The problem: Please retype every record exactly as it appears, omitting the pictures.
-- Opening Marker --
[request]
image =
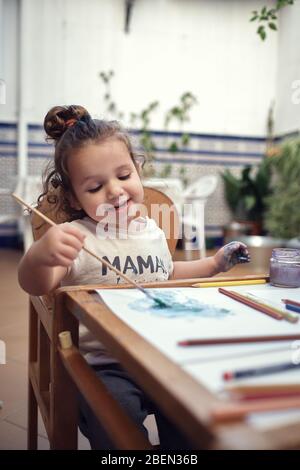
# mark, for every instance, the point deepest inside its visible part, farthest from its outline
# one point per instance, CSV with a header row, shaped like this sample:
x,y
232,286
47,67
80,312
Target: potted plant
x,y
245,195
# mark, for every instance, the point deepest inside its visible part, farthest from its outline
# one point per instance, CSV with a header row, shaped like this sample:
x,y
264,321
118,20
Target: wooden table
x,y
184,400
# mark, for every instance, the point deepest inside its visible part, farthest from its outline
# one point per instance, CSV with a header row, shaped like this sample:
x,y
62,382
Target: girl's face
x,y
106,182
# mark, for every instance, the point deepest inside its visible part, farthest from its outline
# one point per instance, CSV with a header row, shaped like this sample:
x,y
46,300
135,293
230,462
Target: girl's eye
x,y
94,190
125,177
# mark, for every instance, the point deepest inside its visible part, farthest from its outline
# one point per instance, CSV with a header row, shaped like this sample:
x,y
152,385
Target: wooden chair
-- Closing Marker --
Reply:
[request]
image =
# mark, for every instance, the point deepest inside its visible part, farthest from its outline
# one point per instance, CSV with a header row, shaped like this sample:
x,y
232,286
47,67
80,312
Target: potted plant
x,y
245,195
# mark, for every instance, the point deepest inside its visible part, farthest from its outline
# one point per instance, CSV with a header row, shaped like this sample:
x,y
264,321
118,20
Target: wooden table
x,y
184,400
# mark, for every instance, the point deepest inside its visible part, farthest from its outline
# one point per instance, CSV with a header row, shaped like this sample:
x,y
62,382
Target: girl's face
x,y
106,182
# mark, for every instance, the point deepest inside its visible part, farthest from its outline
# one point per instance, CSV with a header row, shaped like this sample:
x,y
46,300
135,293
230,462
Target: girl's eye
x,y
94,190
125,177
# mark, for every instance, the point deepest inside its visible part, farthest from its outline
# one point per instance, CSV with a header row, shaped like this sample:
x,y
152,385
Target: wooden chair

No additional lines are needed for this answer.